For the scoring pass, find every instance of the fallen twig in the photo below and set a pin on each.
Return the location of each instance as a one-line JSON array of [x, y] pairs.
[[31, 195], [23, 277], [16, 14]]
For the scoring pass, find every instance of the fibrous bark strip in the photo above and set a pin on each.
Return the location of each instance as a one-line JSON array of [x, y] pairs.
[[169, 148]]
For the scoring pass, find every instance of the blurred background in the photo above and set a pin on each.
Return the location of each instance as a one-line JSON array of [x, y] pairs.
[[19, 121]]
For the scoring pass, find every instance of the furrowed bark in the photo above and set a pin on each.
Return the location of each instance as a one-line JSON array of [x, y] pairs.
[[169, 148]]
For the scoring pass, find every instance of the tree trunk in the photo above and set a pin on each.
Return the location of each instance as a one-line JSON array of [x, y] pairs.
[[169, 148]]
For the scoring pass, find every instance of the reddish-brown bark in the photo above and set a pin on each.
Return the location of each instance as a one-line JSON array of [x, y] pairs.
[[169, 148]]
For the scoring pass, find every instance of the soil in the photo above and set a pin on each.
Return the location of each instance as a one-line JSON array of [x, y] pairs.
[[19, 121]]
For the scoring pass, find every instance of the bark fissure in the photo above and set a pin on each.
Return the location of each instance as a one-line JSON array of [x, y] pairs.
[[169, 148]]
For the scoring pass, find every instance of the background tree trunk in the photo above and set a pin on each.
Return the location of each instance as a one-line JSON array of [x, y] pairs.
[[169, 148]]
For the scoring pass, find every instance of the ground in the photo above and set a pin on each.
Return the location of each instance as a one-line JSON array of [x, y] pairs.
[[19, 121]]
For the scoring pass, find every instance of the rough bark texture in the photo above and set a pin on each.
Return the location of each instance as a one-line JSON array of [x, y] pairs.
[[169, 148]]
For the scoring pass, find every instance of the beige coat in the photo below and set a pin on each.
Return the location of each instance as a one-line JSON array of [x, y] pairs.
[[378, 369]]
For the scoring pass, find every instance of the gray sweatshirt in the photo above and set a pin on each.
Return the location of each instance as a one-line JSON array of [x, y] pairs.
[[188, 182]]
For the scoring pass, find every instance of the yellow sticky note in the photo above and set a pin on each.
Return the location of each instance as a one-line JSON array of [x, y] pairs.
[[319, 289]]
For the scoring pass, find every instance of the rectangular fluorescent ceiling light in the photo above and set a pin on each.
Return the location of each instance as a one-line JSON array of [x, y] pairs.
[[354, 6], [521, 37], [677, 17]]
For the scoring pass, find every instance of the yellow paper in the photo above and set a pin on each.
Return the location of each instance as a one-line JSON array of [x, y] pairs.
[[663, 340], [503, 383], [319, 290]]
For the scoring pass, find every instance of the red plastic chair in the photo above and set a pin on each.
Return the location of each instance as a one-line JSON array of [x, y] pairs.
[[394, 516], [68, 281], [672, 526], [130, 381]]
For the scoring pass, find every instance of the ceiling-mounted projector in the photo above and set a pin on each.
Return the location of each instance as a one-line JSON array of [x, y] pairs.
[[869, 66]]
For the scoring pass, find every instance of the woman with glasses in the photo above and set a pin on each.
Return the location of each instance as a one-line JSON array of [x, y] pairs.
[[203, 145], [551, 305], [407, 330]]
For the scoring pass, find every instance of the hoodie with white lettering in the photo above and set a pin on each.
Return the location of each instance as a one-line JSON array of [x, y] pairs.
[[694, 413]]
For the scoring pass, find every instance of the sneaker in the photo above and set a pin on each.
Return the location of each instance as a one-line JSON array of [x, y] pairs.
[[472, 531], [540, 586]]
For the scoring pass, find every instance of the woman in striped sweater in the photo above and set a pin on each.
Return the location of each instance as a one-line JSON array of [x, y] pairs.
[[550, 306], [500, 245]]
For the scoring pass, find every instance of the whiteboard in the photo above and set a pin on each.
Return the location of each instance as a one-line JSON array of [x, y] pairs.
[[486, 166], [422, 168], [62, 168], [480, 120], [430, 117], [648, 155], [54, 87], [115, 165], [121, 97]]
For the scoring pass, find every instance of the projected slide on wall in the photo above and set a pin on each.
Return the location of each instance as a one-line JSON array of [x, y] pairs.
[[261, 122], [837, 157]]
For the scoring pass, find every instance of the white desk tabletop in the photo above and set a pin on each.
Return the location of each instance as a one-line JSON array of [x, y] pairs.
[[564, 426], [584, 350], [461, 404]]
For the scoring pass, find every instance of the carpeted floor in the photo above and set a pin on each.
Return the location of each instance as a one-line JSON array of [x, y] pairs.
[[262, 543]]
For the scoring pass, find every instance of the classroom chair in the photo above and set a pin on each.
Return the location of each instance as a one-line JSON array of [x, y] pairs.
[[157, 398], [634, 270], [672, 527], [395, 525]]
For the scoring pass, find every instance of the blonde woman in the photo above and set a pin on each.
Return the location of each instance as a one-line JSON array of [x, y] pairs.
= = = =
- [PROBLEM DETAILS]: Reproduce every one of the entries above verbatim, without changing a single word.

- [FINAL RESULT]:
For the scoring pass, find every instance of the fallen twig in the photo below and set a pin on each.
Return the location of each instance as a one-line JSON array of [x, y] pairs.
[[31, 195], [23, 277], [16, 14]]
For the scoring pass, find every instance of the fibrous bark strip in the photo above and set a pin on each.
Return the location of each instance as a one-line JSON array of [x, y] pairs.
[[169, 148]]
For the scoring pass, find every instance of the blurred background in the photo above and set a pin on each.
Return the location of each instance as a one-line JSON array of [x, y] pairs.
[[19, 121]]
For the scoring pass, find every instance of the furrowed bark in the photo above and set a pin on each.
Return the location of each instance as a one-line JSON array of [x, y] pairs.
[[169, 148]]
For the scoring pass, find every instance of the tree trunk in the photo above and set a pin on each.
Return the location of each instance as a one-line JSON array of [x, y] pairs.
[[169, 148]]
For the scoring pass, find every instance of the reddish-brown bark in the photo above and set a pin on each.
Return the location of each instance as a one-line JSON array of [x, y] pairs.
[[169, 148]]
For the scoring pass, find every instance of the soil in the photo above and set a pin on each.
Return the location of each instance as a one-line JSON array of [x, y] pairs.
[[19, 121]]
For the scoring pass, find every instance of the bark fissure in the photo above and set a pin on each.
Return the location of each instance as a one-line JSON array of [x, y] pairs.
[[169, 148]]
For the scoring pass, find every instance of the background tree trunk in the photo above and set a pin on each.
Return the location of each instance as a one-line JSON array of [x, y] pairs.
[[169, 148]]
For the scoring pass, find every instance of the ground in the photo above and set a pin on each.
Return the location of each instance as a one-line JSON array of [x, y] pairs.
[[19, 121]]
For the scoring pass, find every instance of the rough bark texture in the photo above and set a pin on each.
Return the location of each instance as a one-line JSON array of [x, y] pairs.
[[169, 148]]
For the scoring pass, find every instance of the beige coat in the photo below and set a pin on each.
Return the location of each instance as a one-line JSON array of [x, y] pairs.
[[378, 369]]
For the scoring pass, find every instance of the gray sweatshirt in the photo above and set a pin on each.
Return the location of each instance as a one-line JSON array of [x, y] pairs.
[[188, 182]]
For the scoring pass, find every instance of the yellow sticky note in the photo above and set a pin on each.
Return the location of each instance as a one-line JSON array of [x, y] pairs.
[[319, 289]]
For the scoring pass, find every instance of the rectangular fluorescent ceiling light in the photo above and set a pin on each.
Return the location of each instance as a one-line JSON array of [x, y] pairs.
[[354, 6], [521, 37], [677, 17]]
For the scoring pass, find every instance of the yellow paper in the photo above and set a pin on each.
Return the location of each instance as a one-line JSON array of [x, y] pairs.
[[663, 340], [503, 383], [319, 290]]
For the scoring pass, find every instance of the red plastic chair in the photo above and set a pin on each.
Return the location of each instance as a one-line JSON array of [x, y] pairs.
[[394, 516], [68, 281], [672, 526], [130, 381]]
For the scoring pass, find every instance of the ceiling-mounted projector in the photo above and set a pin on each.
Return the location of each instance as a one-line JSON array of [x, y] pairs.
[[869, 66]]
For the scoring pass, find every instance of the woman with glasses in the photo above and set a pin on each.
Return the location of each instance as a one-line JSON array of [x, y] pairs.
[[203, 145], [551, 305], [407, 330]]
For the scoring pass, find every instance of the hoodie with white lettering in the photo above and set a pin on each.
Return the location of each instance as a one-line JSON array of [x, y] pairs.
[[694, 413]]
For the scoring pass, find every instance of the sneaker in the photo above and set a pin on each.
Return the location of each instance as a one-line JSON array of [x, y] pairs.
[[472, 531], [540, 586]]
For the scoring pass, find every instance of the woman in striped sweater in the photo above and set a pin on each.
Return the location of each instance as a one-line JSON array of [x, y] pairs.
[[550, 306], [500, 245]]
For the scoring pass, find every instance of the whiteboard in the photo above and set a pin on each.
Return the location of each instance as a one-line JSON array of [x, y] pairs.
[[486, 166], [422, 168], [62, 168], [480, 120], [430, 117], [648, 155], [54, 87], [115, 165], [121, 97]]
For the scoring pass, find every instance of the projected slide on wall in the photo above and set a pin on each.
Return the location of each instance as a one-line JSON array of [x, y] pairs.
[[261, 122], [837, 157]]
For the scoring pass, find every instance of the white desk tabletop in the photo above and set a pin on each.
Return the location of each instance as a one-line JSON array of [x, y] pairs.
[[564, 426], [584, 350], [461, 404]]
For the scoring pass, find every instance of the carpeted floor in the photo above and set a pin on each.
Return the location of each instance as a one-line JSON array of [x, y] pairs.
[[262, 543]]
For the scoring pass, find every instance of the classroom chair in the photo above and set a pin on each.
Return the location of each instance as a one-line JSON array of [x, y] pairs.
[[157, 398], [634, 270], [672, 527], [395, 525]]
For the scoring pass, find every instance of the blonde woman in the photo above and set a pin on each.
Return the location of each instance as a one-line JSON array of [x, y] pairs.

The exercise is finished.